What to produce | Please collect every line in the records below that contains the string "water". Case counts.

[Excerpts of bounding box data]
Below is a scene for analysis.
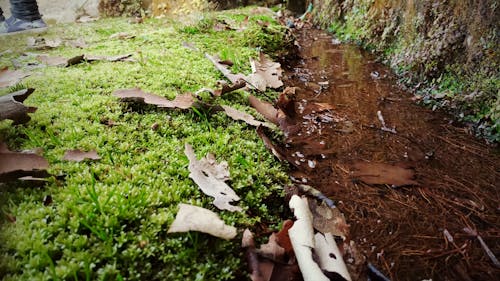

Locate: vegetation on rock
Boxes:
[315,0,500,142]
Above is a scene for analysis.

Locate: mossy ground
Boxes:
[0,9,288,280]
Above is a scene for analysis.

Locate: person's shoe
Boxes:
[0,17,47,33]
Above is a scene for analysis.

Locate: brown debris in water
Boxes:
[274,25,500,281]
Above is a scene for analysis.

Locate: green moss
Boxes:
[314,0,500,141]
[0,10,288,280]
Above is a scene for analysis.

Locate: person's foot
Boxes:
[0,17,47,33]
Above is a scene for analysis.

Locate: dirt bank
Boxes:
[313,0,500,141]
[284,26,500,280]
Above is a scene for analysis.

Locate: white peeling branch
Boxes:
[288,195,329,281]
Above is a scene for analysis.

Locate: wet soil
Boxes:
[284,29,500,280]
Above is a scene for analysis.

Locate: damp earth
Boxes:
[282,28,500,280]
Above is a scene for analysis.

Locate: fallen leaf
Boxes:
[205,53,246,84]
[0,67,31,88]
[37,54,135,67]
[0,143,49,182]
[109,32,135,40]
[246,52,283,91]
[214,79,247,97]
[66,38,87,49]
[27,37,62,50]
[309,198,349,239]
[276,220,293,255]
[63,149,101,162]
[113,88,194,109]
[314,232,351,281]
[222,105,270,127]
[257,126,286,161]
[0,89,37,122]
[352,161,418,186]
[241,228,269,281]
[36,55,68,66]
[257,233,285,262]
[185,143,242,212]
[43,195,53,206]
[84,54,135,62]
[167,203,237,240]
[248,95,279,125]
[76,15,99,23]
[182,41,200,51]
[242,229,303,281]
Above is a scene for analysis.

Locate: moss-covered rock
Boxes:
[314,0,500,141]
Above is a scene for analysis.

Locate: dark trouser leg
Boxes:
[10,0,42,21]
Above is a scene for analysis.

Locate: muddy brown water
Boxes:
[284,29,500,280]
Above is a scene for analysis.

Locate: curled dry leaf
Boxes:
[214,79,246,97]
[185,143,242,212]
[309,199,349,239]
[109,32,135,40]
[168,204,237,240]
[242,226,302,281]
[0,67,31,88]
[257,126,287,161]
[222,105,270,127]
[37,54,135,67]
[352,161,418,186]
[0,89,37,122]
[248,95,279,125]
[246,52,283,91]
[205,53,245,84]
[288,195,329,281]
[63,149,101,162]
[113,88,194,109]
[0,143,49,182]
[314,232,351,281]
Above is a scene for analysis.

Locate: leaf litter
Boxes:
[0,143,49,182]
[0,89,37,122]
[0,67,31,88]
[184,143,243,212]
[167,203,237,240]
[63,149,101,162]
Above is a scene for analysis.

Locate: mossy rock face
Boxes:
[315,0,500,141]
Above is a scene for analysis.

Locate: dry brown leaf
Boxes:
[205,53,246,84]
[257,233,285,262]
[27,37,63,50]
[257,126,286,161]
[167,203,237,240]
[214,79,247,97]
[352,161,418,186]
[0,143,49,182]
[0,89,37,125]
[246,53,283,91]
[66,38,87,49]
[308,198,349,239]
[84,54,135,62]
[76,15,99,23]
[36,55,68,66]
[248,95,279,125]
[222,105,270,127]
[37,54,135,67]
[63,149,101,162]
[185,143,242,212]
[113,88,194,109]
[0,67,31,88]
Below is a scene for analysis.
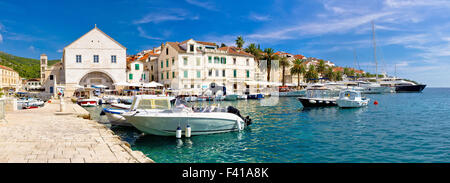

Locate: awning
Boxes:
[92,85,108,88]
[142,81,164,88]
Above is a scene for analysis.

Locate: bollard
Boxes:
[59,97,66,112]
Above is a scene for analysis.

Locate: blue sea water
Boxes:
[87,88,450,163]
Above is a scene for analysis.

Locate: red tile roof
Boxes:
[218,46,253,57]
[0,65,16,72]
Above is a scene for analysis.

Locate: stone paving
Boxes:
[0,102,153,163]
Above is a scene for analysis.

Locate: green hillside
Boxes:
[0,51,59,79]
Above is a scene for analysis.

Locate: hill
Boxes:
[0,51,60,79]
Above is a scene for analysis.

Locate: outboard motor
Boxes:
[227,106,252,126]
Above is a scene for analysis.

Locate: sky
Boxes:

Exercise answer |
Locate: brown debris in water
Locate: muddy brown water
Locate: blue sea water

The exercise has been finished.